-- Что сделать --
Ответьте по фрагменту дневника на вопросы:
1. Какая глава была написана за две недели и где происходит ее действие?
2. Что послужило моделью для описания музыки, которую Адорно не опознал?
3. Где в «Парсифале» был обнаружен единственный неразрешенный диссонанс?

-- Фрагмент текста --
★ ★ ★ ★

Так или иначе. В дневнике снова: «Занимался “Фаустусом”. Языковые и сюжетные заготовки для дальнейшей работы. Вечером опять долго читал письма Ницше. Удивительно его отношение к Роде, неудержимо и все заметнее теряющее подобие какого‑либо отношения. Односторонность и безнадежность его связи с Буркгардтом. Проницательность Брандеса. Несколько мальчишеский восторг Ницше, узнавшего, что “Гёте” значит “изливающий”, “производитель”, “жеребец”, “самец”!.. За две недели я написал проходную XXIV главу, действие которой протекает уже в Палестрине, и в один из вечеров этих двух недель прочитал супругам Адорно и приведенным ими с собой друзьям переписку между Адрианом и Кречмаром. Гегельянца Адорно эти письма заинтересовали “диалектикой”. Но еще больше он похвалил вмонтированное мною описание музыки, хотя и не опознал — что весьма любопытно — мою модель (пролог к третьему акту “Мейстерзингеров”). Он ошибся в размерах и принял это за вымышленную, куда более длинную пьесу, чем меня, однако, отнюдь не огорчил. Для меня важнее всего было то, что я снова ввел его в музыкальную сферу книги и заручился его участием. С Шёнбергом, сколь высоко он его ни ценил, Адорно не состоял в личном контакте — потому, наверно, что учитель чувствовал какую‑то долю критицизма в почтительности ученика. Зато в доме Шёнберга можно было встретить Ганса Эйслера, искрометные речи которого всегда меня веселили и забавляли — особенно когда дело касалось Вагнера и потешно — двойственного отношения Эйслера к этому великому демагогу. Когда Эйслер “выводил его на чистую воду” и, грозя пальцем, восклицал: “Ах ты старый мошенник!” — я прямо‑таки умирал от смеха. Помню, как однажды вечером он и Шёнберг, кстати сказать, по моей просьбе, исследовали, сидя за фортепьяно, гармонию «Парсифаля» в поисках неразрешенных диссонансов. Строго говоря, обнаружен был только один: в партии Амфортаса, в последнем акте. Затем последовало объяснение архаических форм вариации, осведомиться о которых у меня были свои причины, и Шёнберг подарил мне карандашный автограф, состоявший из нот и цифр и наглядно показывавший эти формы».

★ ★ ★ ★

[Данные с указательными выражениями по фотографиям]
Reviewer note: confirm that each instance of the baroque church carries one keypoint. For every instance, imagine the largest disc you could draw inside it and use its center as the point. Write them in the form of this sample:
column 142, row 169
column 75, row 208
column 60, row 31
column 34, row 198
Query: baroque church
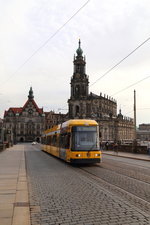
column 103, row 109
column 28, row 122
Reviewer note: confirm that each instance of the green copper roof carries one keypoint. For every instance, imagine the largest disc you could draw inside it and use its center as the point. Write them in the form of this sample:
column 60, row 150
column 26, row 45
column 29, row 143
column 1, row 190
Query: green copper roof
column 79, row 50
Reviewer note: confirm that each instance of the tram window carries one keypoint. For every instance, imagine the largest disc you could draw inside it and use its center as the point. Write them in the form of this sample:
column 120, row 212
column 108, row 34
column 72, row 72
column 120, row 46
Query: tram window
column 65, row 140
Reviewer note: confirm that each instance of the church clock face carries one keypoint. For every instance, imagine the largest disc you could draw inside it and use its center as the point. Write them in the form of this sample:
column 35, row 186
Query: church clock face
column 30, row 111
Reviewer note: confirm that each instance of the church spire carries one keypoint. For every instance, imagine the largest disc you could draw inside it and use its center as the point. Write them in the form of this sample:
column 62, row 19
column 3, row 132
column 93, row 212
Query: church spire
column 79, row 50
column 30, row 96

★ ★ ★ ★

-- Ответ --
1. XXIV глава, ее действие протекает в Палестрине.
2. Пролог к третьему акту «Мейстерзингеров».
3. В партии Амфортаса, в последнем акте.